— START OF Records to process —

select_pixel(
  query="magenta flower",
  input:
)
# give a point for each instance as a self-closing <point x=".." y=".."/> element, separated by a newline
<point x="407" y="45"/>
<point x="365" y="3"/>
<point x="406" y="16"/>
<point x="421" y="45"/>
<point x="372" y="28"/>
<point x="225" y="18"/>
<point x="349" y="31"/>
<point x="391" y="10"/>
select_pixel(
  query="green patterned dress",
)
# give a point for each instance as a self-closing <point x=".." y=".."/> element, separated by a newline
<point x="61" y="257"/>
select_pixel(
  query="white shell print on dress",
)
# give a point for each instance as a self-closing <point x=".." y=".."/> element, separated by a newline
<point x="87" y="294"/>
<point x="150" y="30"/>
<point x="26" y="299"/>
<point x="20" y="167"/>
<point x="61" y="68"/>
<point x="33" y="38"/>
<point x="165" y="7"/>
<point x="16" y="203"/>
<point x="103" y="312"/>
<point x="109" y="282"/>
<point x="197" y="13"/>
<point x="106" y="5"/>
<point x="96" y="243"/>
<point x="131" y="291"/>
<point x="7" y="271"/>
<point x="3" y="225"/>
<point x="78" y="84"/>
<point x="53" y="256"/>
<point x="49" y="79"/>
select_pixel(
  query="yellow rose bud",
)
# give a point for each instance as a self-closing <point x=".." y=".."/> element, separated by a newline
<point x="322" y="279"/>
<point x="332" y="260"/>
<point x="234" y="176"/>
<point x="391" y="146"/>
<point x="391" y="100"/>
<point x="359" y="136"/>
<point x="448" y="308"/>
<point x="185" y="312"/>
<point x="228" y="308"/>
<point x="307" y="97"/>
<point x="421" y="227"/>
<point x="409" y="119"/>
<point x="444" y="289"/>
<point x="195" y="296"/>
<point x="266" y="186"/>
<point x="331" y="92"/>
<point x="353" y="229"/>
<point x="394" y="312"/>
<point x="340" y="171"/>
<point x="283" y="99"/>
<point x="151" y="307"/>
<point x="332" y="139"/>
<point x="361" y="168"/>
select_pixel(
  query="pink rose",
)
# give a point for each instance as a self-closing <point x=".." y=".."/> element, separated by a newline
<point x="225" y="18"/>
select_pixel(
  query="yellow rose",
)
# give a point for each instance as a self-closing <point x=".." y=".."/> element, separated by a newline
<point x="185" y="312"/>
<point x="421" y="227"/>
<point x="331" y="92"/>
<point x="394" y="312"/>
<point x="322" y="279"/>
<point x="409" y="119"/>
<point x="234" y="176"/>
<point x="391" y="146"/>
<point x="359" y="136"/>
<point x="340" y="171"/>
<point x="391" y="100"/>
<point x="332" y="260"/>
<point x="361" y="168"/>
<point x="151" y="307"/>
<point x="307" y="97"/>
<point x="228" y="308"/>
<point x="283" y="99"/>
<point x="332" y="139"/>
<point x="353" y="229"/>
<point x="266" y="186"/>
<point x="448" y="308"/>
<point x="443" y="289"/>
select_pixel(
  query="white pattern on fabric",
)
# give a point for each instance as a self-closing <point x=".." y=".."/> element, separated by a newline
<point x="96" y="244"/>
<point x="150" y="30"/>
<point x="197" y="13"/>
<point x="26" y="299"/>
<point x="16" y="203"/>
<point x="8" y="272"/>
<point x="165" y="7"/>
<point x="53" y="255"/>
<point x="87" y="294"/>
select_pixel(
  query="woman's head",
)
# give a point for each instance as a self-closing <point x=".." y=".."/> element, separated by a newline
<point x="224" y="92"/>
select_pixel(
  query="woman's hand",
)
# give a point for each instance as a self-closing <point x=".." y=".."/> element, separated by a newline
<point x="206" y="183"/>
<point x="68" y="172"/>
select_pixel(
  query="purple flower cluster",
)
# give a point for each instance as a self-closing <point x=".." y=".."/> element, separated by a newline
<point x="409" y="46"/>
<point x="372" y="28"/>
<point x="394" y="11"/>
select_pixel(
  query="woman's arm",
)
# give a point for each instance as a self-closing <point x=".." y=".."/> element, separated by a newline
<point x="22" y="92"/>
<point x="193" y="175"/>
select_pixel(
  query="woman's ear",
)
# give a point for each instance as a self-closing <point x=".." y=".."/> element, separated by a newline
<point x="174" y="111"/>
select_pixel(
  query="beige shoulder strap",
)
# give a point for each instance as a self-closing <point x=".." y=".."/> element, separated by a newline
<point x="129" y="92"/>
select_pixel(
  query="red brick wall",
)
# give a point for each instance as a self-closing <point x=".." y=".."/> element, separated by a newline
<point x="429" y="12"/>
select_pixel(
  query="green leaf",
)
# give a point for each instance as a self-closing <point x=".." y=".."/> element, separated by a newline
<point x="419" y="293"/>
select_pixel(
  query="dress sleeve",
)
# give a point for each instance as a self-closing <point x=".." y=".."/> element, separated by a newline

— END OF Records to process —

[Your goal]: Working from the material above, retype it in its entirety without change.

[Exercise output]:
select_pixel(
  query="magenta flower",
  input:
)
# give a point for each instance as a self-closing <point x=".." y=".."/> element, separated by a newline
<point x="407" y="45"/>
<point x="365" y="3"/>
<point x="406" y="16"/>
<point x="421" y="45"/>
<point x="372" y="28"/>
<point x="225" y="18"/>
<point x="349" y="31"/>
<point x="391" y="10"/>
select_pixel(
  query="green patterned dress",
)
# give a point for each instance as a self-closing <point x=".." y=".."/> element, separated by a newline
<point x="61" y="257"/>
select_pixel(
  query="white shell print on dress",
)
# give a point for each instance as a self-closing <point x=".." y=".."/> element, separated by a newline
<point x="87" y="294"/>
<point x="150" y="30"/>
<point x="26" y="299"/>
<point x="20" y="167"/>
<point x="61" y="68"/>
<point x="33" y="38"/>
<point x="165" y="7"/>
<point x="16" y="203"/>
<point x="103" y="312"/>
<point x="109" y="282"/>
<point x="197" y="13"/>
<point x="106" y="5"/>
<point x="96" y="243"/>
<point x="131" y="291"/>
<point x="7" y="271"/>
<point x="3" y="225"/>
<point x="78" y="84"/>
<point x="53" y="256"/>
<point x="49" y="79"/>
select_pixel(
  query="yellow rose bud",
)
# give a point for each instance as a self-closing <point x=".." y=".."/> element, separated by a newline
<point x="322" y="279"/>
<point x="332" y="260"/>
<point x="234" y="176"/>
<point x="391" y="146"/>
<point x="391" y="100"/>
<point x="359" y="136"/>
<point x="448" y="308"/>
<point x="185" y="312"/>
<point x="228" y="308"/>
<point x="307" y="97"/>
<point x="421" y="227"/>
<point x="409" y="119"/>
<point x="444" y="289"/>
<point x="195" y="296"/>
<point x="266" y="186"/>
<point x="331" y="92"/>
<point x="353" y="229"/>
<point x="394" y="312"/>
<point x="340" y="171"/>
<point x="283" y="99"/>
<point x="151" y="307"/>
<point x="332" y="139"/>
<point x="361" y="168"/>
select_pixel(
  query="pink rose",
)
# give a point for each instance as a self-closing <point x=".." y=".."/> element, separated by a newline
<point x="225" y="18"/>
select_pixel(
  query="yellow rose",
)
# give a point for each instance as a self-closing <point x=".." y=".."/> element, separated by a newline
<point x="185" y="312"/>
<point x="421" y="227"/>
<point x="331" y="92"/>
<point x="394" y="312"/>
<point x="322" y="279"/>
<point x="409" y="119"/>
<point x="234" y="176"/>
<point x="391" y="146"/>
<point x="359" y="136"/>
<point x="340" y="171"/>
<point x="391" y="100"/>
<point x="332" y="260"/>
<point x="361" y="168"/>
<point x="151" y="307"/>
<point x="307" y="97"/>
<point x="228" y="308"/>
<point x="283" y="99"/>
<point x="332" y="139"/>
<point x="353" y="229"/>
<point x="266" y="186"/>
<point x="448" y="308"/>
<point x="443" y="289"/>
select_pixel(
  query="white pattern on fabric",
)
# give a point for each instance as a self-closing <point x=".." y=".."/> element, separated by a newline
<point x="96" y="244"/>
<point x="150" y="30"/>
<point x="197" y="13"/>
<point x="26" y="299"/>
<point x="16" y="203"/>
<point x="8" y="272"/>
<point x="165" y="7"/>
<point x="53" y="255"/>
<point x="87" y="294"/>
select_pixel(
  query="woman's head",
)
# give a point for each instance as a self-closing <point x=".." y=".."/> element, separated by a newline
<point x="224" y="92"/>
select_pixel(
  query="woman's hand",
)
# give a point for each instance as a self-closing <point x=".." y=".."/> element, separated by a newline
<point x="206" y="183"/>
<point x="68" y="172"/>
select_pixel(
  query="purple flower cluster",
)
# give a point for each instance as a self-closing <point x=".." y=".."/> element, separated by a newline
<point x="409" y="46"/>
<point x="372" y="28"/>
<point x="394" y="11"/>
select_pixel(
  query="woman's arm",
)
# give a point for each instance as a self-closing <point x=".." y=".."/> element, separated by a newline
<point x="22" y="92"/>
<point x="193" y="175"/>
select_pixel(
  query="woman's ear",
)
# give a point for each instance as a self-closing <point x=".." y=".."/> element, separated by a newline
<point x="174" y="111"/>
select_pixel(
  query="beige shoulder strap",
)
# give a point for each instance as a self-closing <point x=".." y=".."/> element, separated by a newline
<point x="129" y="92"/>
select_pixel(
  query="red brick wall",
)
# give a point for each instance as a self-closing <point x=".." y=".."/> element, separated by a newline
<point x="429" y="12"/>
select_pixel(
  query="green leaf",
)
# give a point for each instance as a self-closing <point x=".." y=".."/> element, separated by a newline
<point x="419" y="293"/>
select_pixel(
  query="dress sleeve",
)
# give a point for each instance as a self-closing <point x=".." y=".."/> element, separated by a newline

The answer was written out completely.